Every entry must be repeated exactly. Exclude all pictures.
--- start ---
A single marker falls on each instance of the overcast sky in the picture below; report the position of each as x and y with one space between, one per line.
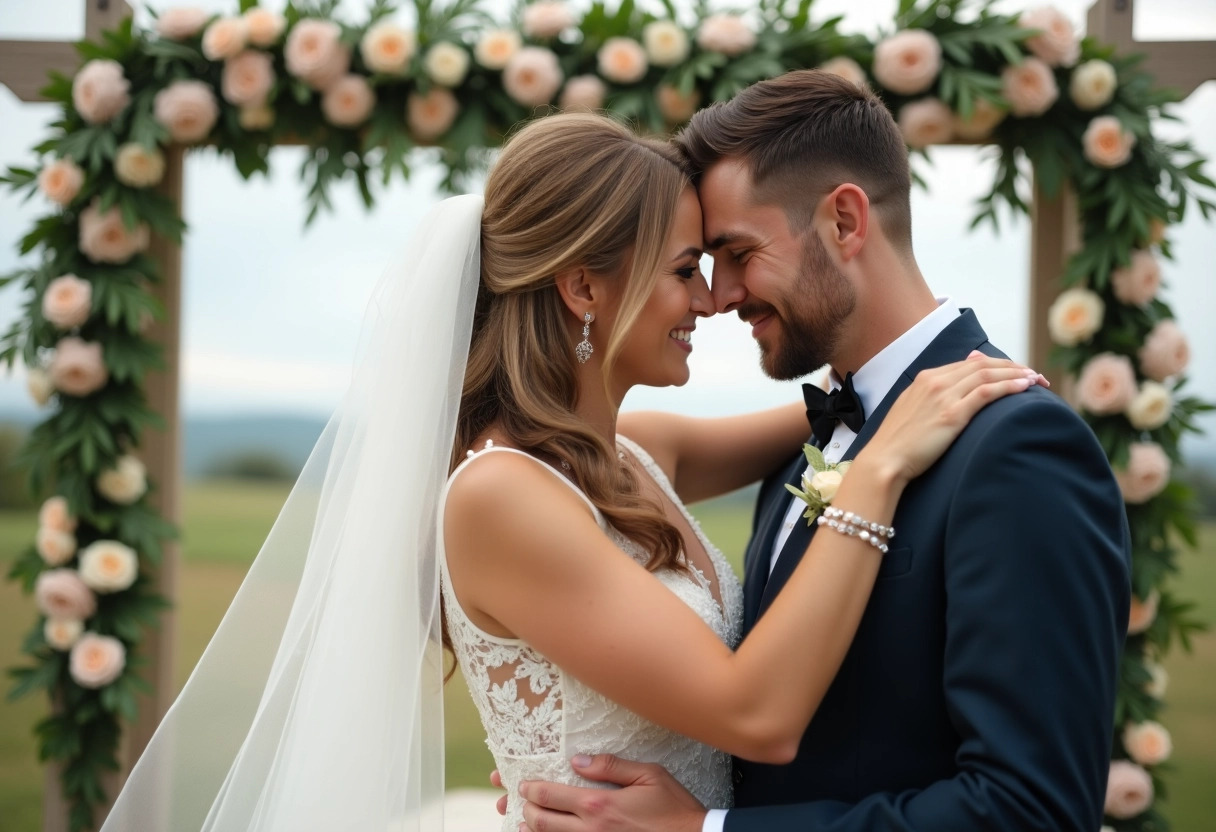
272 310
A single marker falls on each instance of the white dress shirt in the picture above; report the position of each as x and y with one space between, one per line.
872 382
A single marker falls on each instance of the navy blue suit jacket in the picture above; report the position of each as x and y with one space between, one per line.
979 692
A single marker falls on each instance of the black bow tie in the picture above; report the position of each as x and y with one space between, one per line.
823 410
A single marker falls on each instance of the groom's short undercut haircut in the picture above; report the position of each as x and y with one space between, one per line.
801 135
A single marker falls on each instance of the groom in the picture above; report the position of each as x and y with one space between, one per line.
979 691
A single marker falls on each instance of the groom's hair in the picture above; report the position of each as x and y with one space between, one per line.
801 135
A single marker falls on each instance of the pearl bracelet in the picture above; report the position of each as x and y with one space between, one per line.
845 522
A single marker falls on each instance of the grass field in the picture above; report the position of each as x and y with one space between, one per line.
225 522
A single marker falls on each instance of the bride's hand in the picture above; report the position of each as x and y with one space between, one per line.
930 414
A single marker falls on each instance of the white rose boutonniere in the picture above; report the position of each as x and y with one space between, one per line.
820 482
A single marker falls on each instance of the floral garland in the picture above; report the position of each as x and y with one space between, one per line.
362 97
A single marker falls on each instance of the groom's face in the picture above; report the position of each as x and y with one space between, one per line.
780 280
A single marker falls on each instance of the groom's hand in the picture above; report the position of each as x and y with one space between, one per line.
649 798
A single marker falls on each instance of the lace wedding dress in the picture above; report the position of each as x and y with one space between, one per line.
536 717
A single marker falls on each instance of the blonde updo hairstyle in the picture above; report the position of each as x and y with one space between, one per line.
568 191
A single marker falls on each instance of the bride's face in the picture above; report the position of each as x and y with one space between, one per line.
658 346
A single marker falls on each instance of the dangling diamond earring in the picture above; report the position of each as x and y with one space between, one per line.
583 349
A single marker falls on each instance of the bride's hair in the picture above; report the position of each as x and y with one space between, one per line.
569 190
--- end ---
### The result:
A single marker falls on each instance of the overcast sky in the picture below; report the position of each as x and y with one space between, one per line.
272 310
A single marker falls on each instance of the white dress shirt in the picture above; report the position of each as x and y with one space between, one per line.
872 382
A single marker falls on each instance of the navy blue suit jacket in the picture above; report the position of each as x and y with one space between, one per line.
979 692
A single marker falls on each instance of the black bow tie in the picture above; report the position of each as x and y with one space between, one per line.
823 410
A single marker falls on each instance of the groom's short undercut haircut in the picture above; report the position of each as x and y with one space between, one per line.
801 135
A single marker falls on each instance of the groom in the picture above; report the position of each as x and y with one space between, one per line.
979 691
A single marker falls on each instance of the groom's hair in the picture above; report the position of each as x and y with one space between, one per line.
801 135
A single marker falls on each instance of the pearl bracelet in the picture above; report the position of each as x and y with one space between, one per line.
845 522
A single marker falls on each instance of the grass field in the picture above; report the position of each as x and y with one space between, one per line.
225 522
A single marker falls on each instance of the bride's hand in the picture above; report the position of each as x and y with one space between, one per line.
930 414
A single marker falls on each instance of the white rose boutonniere in the picture above; report the position of each as x and y with one space between, one per line.
820 482
A single marker falls on each instance of the floral garland in the picture above; report the position of each as x and y with one space between, one per line.
362 97
A single marker falls on each instance of the groom's face in the picture above; report the position of each as x and y with one space between, one per line.
780 280
A single marker falls on each instance of the groom's hand in the picture above; report the position of each as x and y with one space between, one per line.
649 798
A single marker falls on each instance of the lace wedding dress in the picture above; report the position of each as x and y with one space between, one per line.
536 717
A single marker falls on each instance of the blonde updo hairstyle in the picture above; report the position of each as x and y with one space between, one per line.
568 191
A single marker falls on each instance of the bride's face in the picture above; report the position of each as x and y with one space between, one per line.
658 346
A single marker falls on each instance of the dangling diamond earring in the picture above; report the position of each as x and y with one space between, one per line.
583 349
A single marker falls on each instance of the bride's hair in the picture above; report the position of each as x and y with one space between, one per line.
569 190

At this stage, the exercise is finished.